**EXERCISE AIM**
Update the records below by replacing every instance of "one pixel per instance" with "a single pixel for each instance", and keep everything else the same.

>> Begin DATA SHOWN

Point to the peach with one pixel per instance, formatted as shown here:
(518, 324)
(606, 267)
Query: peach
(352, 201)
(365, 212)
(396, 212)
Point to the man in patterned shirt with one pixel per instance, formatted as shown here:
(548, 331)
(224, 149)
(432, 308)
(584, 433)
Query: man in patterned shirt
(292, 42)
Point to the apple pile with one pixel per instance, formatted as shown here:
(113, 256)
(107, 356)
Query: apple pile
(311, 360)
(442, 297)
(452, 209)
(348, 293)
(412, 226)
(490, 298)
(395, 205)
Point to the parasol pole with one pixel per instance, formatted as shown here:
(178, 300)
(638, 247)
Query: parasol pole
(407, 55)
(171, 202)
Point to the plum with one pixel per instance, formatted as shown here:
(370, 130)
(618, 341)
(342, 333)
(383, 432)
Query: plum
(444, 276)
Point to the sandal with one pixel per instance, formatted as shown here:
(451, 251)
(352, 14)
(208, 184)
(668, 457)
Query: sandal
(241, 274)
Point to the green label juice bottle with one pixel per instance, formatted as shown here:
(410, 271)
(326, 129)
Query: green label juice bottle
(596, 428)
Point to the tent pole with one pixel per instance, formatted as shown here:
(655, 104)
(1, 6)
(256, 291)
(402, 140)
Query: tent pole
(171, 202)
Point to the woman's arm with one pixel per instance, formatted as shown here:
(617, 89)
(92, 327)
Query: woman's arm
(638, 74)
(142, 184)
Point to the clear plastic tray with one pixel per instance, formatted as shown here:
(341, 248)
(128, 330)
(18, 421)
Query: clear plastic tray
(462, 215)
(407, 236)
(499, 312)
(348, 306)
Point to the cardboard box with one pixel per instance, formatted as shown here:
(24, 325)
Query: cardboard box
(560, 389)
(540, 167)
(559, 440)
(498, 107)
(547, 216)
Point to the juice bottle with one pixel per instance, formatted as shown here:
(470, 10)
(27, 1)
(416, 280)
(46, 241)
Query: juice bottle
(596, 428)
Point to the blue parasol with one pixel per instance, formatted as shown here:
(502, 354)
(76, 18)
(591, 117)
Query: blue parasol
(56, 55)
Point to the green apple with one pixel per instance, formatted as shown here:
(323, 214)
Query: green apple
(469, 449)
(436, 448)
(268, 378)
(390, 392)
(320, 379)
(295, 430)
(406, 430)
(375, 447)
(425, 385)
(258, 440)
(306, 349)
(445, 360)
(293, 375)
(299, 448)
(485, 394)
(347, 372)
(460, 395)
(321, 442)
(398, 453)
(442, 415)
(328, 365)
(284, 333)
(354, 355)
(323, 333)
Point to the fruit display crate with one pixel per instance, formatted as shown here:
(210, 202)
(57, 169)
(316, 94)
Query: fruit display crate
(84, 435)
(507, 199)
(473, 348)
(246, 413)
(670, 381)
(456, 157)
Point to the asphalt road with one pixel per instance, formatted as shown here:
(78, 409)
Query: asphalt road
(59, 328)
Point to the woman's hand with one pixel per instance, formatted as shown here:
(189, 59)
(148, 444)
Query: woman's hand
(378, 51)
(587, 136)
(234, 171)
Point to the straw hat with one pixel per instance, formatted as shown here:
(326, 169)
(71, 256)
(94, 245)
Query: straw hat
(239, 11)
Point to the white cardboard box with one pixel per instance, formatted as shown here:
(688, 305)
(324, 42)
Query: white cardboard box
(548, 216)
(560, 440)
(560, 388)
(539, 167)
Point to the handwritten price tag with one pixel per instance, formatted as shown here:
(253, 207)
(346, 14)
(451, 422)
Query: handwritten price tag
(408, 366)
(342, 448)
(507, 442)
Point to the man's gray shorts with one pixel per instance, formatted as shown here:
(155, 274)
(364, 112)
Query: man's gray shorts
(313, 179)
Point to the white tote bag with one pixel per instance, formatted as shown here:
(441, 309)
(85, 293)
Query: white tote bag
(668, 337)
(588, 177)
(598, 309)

>> End DATA SHOWN

**RESULT OF THIS EXERCISE**
Point to the peach with a single pixel for each instance, formatted as shown here:
(518, 324)
(606, 267)
Query: peach
(352, 201)
(365, 212)
(396, 212)
Point to the man in patterned shirt with a single pixel for each instance, formatted as shown here:
(548, 331)
(224, 149)
(432, 308)
(584, 433)
Query: man in patterned shirt
(292, 42)
Point to the apple pile with a single pixel for each instance, formatted as shown here:
(113, 256)
(107, 356)
Query: apple pile
(311, 360)
(442, 297)
(452, 209)
(348, 293)
(412, 226)
(490, 298)
(395, 205)
Point to the parasol pole with a single pixel for each instance, formatted as shown here:
(178, 300)
(638, 247)
Query: parasol pole
(407, 55)
(171, 202)
Point to the plum with a single pixel for each instance, formatted as shown here:
(370, 130)
(618, 341)
(342, 333)
(383, 432)
Query: plum
(444, 276)
Point to the sandal with a single pixel for each instance, formatted as shown here:
(451, 251)
(352, 14)
(208, 184)
(668, 457)
Query: sandal
(241, 274)
Point to the green label juice bottle with a single pixel for each instance, formatted as shown here:
(410, 271)
(326, 129)
Query: green label juice bottle
(596, 428)
Point to the tent pole with a single pixel for each instance, formatted as shown here:
(655, 104)
(1, 6)
(256, 291)
(402, 140)
Query: tent pole
(171, 202)
Point to the woman's arm with a single pixel for each instance, formatted as shown here:
(617, 89)
(92, 327)
Query: woman's arm
(638, 74)
(142, 184)
Point to the clear plastic tray with a single pixel for each instance, formatted as shown here:
(341, 248)
(128, 330)
(18, 421)
Query: clear plastic tray
(462, 215)
(407, 236)
(499, 312)
(348, 306)
Point to the cardboard box with a single pixel for each instance, formatted as shown here:
(24, 325)
Query: cardboard box
(560, 389)
(540, 167)
(559, 440)
(498, 107)
(547, 216)
Point to the juice bottle with a single pixel for each instance, formatted as shown here:
(470, 10)
(27, 1)
(416, 280)
(46, 241)
Query: juice bottle
(596, 428)
Point to the blue parasol with a single pixel for each instance, formatted as shown here:
(502, 354)
(76, 18)
(591, 117)
Query: blue parasol
(56, 55)
Point to the green apple with a single pixel for each instance, formatted as shown here:
(323, 214)
Query: green apple
(469, 449)
(436, 448)
(268, 378)
(390, 392)
(320, 379)
(295, 430)
(406, 430)
(375, 447)
(425, 385)
(258, 440)
(306, 349)
(445, 360)
(293, 375)
(299, 448)
(485, 394)
(347, 372)
(460, 395)
(321, 442)
(398, 453)
(442, 415)
(328, 365)
(284, 333)
(354, 355)
(323, 333)
Point to the fruit display crate with a single pixel for each instance, formatted as shown here:
(210, 202)
(57, 169)
(316, 94)
Query: fruit display crate
(84, 435)
(507, 199)
(473, 348)
(246, 413)
(670, 381)
(456, 157)
Point to the asphalt road with a single pixel for each instance, formatted as shown here:
(78, 409)
Query: asphalt road
(59, 328)
Point to the woman's hand with a single pixel for each instance, formatted as shown here:
(189, 59)
(148, 444)
Query: woman's hand
(378, 51)
(587, 136)
(234, 171)
Point to the straw hat with a single pixel for each instance, formatted as shown here:
(326, 169)
(71, 256)
(94, 245)
Query: straw hat
(239, 11)
Point to the white cardboard box with a single pixel for each instance, formatted as shown here:
(688, 305)
(324, 42)
Query: white cardboard box
(548, 216)
(560, 440)
(560, 388)
(539, 167)
Point to the handwritten price tag with a single pixel for each instance, formatted as shown here:
(253, 207)
(346, 14)
(451, 422)
Query: handwritten price tag
(408, 366)
(342, 448)
(507, 442)
Point to the man's gray shorts with a single pixel for each instance, formatted as shown here:
(155, 274)
(364, 112)
Query: man's gray shorts
(313, 179)
Point to the white tote bag with a single pixel for each instance, formatted as shown here:
(441, 309)
(85, 293)
Query: white tote bag
(668, 337)
(588, 177)
(598, 309)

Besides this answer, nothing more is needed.